* REQUISITOS
- 1) Transcreva do trecho a passagem entre "Na verdade, os" e "o tornaria inelegível.", inclusive.
- 2) Segundo o trecho, qual artigo o Ministério Público invocou ao impugnar o pedido de registro de Henrique Oliveira em 2008?

* TRECHO

********

Finalmente consegui um tempo para sentar e escrever sobre o caso Henrique Oliveira, ainda que com atraso. É que ontem tive um pequeno desvio de percurso por conta de um interessantíssimo “incidente” ocorrido na transmissão do Horário Eleitoral Gratuito mas que, por conta da minha política de não escrever aqui sobre casos que patrocino, não será – pelo menos por ora – narrado no bLex.

O objetivo deste post é analisar, do ponto de vista jurídico, o caso Henrique Oliveira.

Para quem não sabe, Henrique Oliveira é candidato a Deputado Federal no Amazonas e está encontrando problemas com a Justiça Eleitoral por conta de ter sido funcionário daquela especializada.

Na verdade, os problemas jurídicos assombram o candidato desde outros carnavais de Olinda (desculpem-me, não resisti). Aliás, para entender a decisão desta semana do TRE/AM é importante entender o histórico desses problemas.

Em 2008, Henrique Oliveira – enquanto ainda era funcionário da Justiça Eleitoral, mas licenciado para tratar de questões particulares – se candidatou ao cargo de vereador do Município de Manaus. O pedido de registro do candidato foi impugnado pelo Ministério Público sob a alegação de que o art. 366 do Código Eleitoral o tornaria inelegível.

O artigo em questão diz o seguinte:

Art. 366. Os funcionários de qualquer órgão da Justiça Eleitoral não poderão pertencer a diretório de partido político ou exercer qualquer atividade partidária, sob pena de demissão.

********

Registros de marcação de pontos

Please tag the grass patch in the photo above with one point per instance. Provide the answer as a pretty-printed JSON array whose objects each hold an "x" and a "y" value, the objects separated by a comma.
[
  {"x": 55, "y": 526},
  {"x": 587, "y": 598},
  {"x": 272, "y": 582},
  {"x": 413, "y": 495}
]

********

* RESPOSTAS ABAIXO
- 1)
Na verdade, os problemas jurídicos assombram o candidato desde outros carnavais de Olinda (desculpem-me, não resisti). Aliás, para entender a decisão desta semana do TRE/AM é importante entender o histórico desses problemas.

Em 2008, Henrique Oliveira – enquanto ainda era funcionário da Justiça Eleitoral, mas licenciado para tratar de questões particulares – se candidatou ao cargo de vereador do Município de Manaus. O pedido de registro do candidato foi impugnado pelo Ministério Público sob a alegação de que o art. 366 do Código Eleitoral o tornaria inelegível.

- 2) O art. 366 do Código Eleitoral.